Information supplied -
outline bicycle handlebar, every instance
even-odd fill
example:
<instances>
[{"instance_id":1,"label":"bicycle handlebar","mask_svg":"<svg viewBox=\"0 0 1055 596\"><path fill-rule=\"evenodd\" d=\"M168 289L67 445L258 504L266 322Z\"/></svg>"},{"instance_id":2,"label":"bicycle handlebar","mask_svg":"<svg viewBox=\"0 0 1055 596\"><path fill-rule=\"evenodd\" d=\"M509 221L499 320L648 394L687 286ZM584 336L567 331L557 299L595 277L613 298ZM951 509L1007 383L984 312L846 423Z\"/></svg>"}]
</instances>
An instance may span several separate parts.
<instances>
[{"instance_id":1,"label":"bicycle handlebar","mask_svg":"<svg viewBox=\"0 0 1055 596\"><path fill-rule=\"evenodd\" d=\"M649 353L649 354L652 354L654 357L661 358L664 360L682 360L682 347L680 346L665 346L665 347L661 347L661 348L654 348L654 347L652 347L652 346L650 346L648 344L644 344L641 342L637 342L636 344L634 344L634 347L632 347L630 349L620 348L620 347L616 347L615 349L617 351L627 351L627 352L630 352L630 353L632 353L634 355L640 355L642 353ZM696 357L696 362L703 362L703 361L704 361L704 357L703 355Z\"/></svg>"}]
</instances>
---
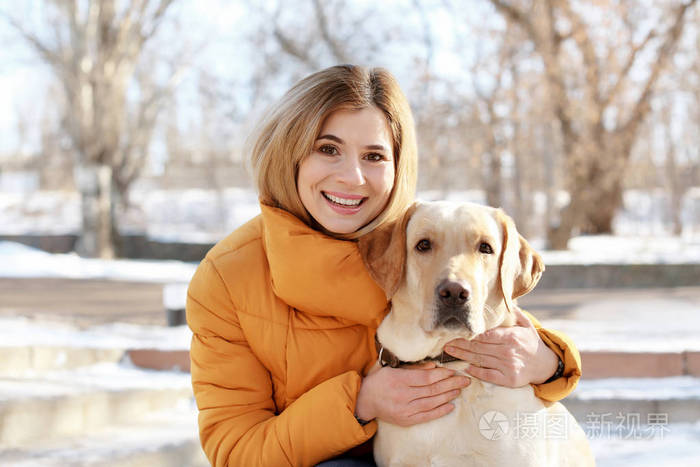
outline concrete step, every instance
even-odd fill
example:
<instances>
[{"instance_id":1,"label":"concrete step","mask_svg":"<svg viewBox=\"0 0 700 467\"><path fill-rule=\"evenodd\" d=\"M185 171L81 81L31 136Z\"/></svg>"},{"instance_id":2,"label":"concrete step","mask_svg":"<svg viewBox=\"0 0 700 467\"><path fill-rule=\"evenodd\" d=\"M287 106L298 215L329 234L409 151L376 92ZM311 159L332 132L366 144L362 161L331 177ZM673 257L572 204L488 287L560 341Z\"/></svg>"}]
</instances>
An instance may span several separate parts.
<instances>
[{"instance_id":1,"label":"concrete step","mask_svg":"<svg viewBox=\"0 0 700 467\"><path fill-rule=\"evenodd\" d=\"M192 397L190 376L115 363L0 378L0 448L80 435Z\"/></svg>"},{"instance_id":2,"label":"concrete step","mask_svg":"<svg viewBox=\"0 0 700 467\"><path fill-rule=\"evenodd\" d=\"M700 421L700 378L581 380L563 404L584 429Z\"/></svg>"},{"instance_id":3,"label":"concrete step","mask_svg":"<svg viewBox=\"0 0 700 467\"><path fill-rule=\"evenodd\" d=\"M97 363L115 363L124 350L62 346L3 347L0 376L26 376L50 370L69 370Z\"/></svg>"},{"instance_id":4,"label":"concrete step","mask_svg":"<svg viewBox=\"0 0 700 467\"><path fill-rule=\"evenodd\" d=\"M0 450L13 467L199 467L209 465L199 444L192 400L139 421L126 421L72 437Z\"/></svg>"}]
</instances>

Short task -
How many lines of the data above contain the string "outline", matching case exactly? Reply with the number alone.

Answer -
2